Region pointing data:

----------------------------------------

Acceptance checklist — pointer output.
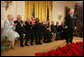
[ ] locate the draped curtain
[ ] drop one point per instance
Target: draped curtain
(40, 9)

----------------------------------------

Return the preceding entries verbatim, with the pictures excluded.

Acceptance checklist — pointer output.
[ ] locate the draped curtain
[ ] drop one point per instance
Target: draped curtain
(40, 9)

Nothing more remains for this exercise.